• [WHAT IS EXPECTED]
Reproduce each line exactly.

>> BEGIN

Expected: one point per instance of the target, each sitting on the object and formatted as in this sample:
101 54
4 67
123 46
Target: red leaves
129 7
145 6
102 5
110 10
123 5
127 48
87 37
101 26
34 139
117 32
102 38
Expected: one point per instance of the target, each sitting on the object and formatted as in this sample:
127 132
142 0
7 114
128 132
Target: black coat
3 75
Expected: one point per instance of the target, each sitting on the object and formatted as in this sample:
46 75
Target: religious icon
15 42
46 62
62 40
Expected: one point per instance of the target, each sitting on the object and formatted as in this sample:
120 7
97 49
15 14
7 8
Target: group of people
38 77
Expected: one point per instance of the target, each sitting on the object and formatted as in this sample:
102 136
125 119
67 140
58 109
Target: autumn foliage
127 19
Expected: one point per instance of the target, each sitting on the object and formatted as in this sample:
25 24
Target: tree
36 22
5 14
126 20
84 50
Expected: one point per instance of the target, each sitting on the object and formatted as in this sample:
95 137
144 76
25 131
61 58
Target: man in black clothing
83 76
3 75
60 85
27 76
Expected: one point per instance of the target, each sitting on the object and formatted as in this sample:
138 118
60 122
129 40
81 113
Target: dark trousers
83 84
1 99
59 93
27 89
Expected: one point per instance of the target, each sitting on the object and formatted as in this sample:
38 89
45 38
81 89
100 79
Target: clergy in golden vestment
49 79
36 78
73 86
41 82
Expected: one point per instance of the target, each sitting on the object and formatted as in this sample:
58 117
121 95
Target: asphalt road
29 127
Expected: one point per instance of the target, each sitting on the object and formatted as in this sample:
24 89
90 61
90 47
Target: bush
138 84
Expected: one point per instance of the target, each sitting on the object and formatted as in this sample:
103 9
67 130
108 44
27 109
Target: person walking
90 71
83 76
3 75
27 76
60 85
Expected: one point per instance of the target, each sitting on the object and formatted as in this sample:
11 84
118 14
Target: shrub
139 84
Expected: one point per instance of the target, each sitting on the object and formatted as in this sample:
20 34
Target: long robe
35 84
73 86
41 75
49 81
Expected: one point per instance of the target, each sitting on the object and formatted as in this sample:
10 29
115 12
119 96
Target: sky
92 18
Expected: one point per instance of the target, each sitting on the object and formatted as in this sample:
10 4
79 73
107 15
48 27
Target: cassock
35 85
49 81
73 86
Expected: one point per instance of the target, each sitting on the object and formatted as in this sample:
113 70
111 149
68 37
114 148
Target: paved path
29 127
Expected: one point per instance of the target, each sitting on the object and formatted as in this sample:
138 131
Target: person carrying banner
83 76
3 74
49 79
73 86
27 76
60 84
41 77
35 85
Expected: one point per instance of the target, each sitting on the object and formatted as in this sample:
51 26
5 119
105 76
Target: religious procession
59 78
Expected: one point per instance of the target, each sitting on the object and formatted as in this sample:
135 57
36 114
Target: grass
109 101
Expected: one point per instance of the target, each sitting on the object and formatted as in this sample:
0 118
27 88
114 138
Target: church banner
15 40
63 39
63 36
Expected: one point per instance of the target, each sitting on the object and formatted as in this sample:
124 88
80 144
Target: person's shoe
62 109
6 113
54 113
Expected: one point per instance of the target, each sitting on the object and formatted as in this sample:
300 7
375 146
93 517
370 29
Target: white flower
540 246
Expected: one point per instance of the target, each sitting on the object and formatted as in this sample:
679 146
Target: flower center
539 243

>> END

• [RESULT]
Expected: one point per instance of the target, each sitting on the object and formatted as in this sample:
101 54
4 67
123 46
Target: red leaves
129 7
145 6
102 5
110 10
123 5
127 48
87 37
101 26
34 139
117 32
102 38
Expected: one point per instance of the target, each sitting on the object and formatted as in this sample:
127 132
142 0
7 114
128 132
Target: black coat
3 75
Expected: one point per instance of the target, each sitting on the object and formatted as in this sample:
46 75
Target: religious icon
15 42
46 62
62 40
Expected: one point per instance of the target, each sitting on the object and formatted as in this sample:
120 7
97 49
15 14
7 8
Target: group of people
38 77
Expected: one point per instance of the target, each sitting on the object and formatted as in this sample:
102 136
125 119
67 140
58 109
Target: autumn foliage
127 19
Expected: one point per instance of the target, each sitting on the object and formatted as in this sample:
25 24
Target: tree
36 22
5 14
126 20
84 50
Expected: one point per instance of the target, each sitting on the object and formatted as in this sample:
95 137
144 76
25 131
61 58
Target: man in black clothing
83 76
3 75
60 85
27 76
Expected: one point per instance of the target, each sitting on the object and formatted as in this sample:
138 118
60 122
129 40
81 113
Target: dark trousers
83 84
1 99
59 93
27 89
Expected: one point per instance of the target, each sitting on the object and formatted as in this sample:
38 89
45 38
81 89
100 79
Target: clergy in golden vestment
49 79
36 78
73 86
41 82
Expected: one point per instance of the target, each sitting on the object and formatted as in this sample:
58 117
121 95
Target: asphalt road
29 127
Expected: one point per instance of the target, each sitting on the object and formatted as in this sample:
24 89
90 61
90 47
Target: bush
138 84
Expected: one point per instance of the target, each sitting on the object and formatted as in this sample:
103 9
67 130
108 44
27 109
Target: person walking
90 71
83 76
3 75
27 76
60 85
Expected: one point per instance of the target, each sitting on the object and formatted as in this sample:
11 84
118 14
Target: shrub
139 84
Expected: one point per instance of the target, each sitting on the object and formatted as in this sample:
20 34
Target: long robe
35 84
73 86
41 75
49 81
Expected: one point per instance of the target, each sitting on the object and formatted as in this sample:
10 29
115 12
119 96
Target: sky
92 18
Expected: one point per instance of the target, each sitting on the object and formatted as in this sample:
10 4
79 73
107 15
48 27
Target: cassock
35 85
49 81
73 86
Expected: one point per instance of the target, each sitting on the object and formatted as in this sample:
113 70
111 149
68 37
114 148
Target: paved path
29 127
Expected: one point per instance of the target, each sitting on the object and formatted as in this sample:
138 131
Target: person carrying banner
83 76
3 74
49 79
73 86
27 76
60 84
41 77
35 85
Expected: one point per instance of the target, each sitting on the object and formatted as in this sample:
51 26
5 119
105 76
Target: religious procession
59 78
Expected: one point per instance of the target, each sitting on the object and formatted as in this sample:
135 57
36 114
Target: grass
109 101
Expected: one point per instance of the target, each sitting on the object and formatted as in this sample:
0 118
27 88
114 138
Target: church banner
15 40
63 39
63 36
Expected: one point per instance of the target, each sitting on the object and formatted as in this sample:
124 88
80 144
Target: person's shoe
62 109
6 113
54 113
Expected: one point per instance of the target, each sitting on the object and formatted as in this sample:
300 7
375 146
93 517
370 29
Target: white flower
540 246
Expected: one point per instance of the target, each sitting on the object and formatted as in this sample:
679 146
Target: flower center
539 243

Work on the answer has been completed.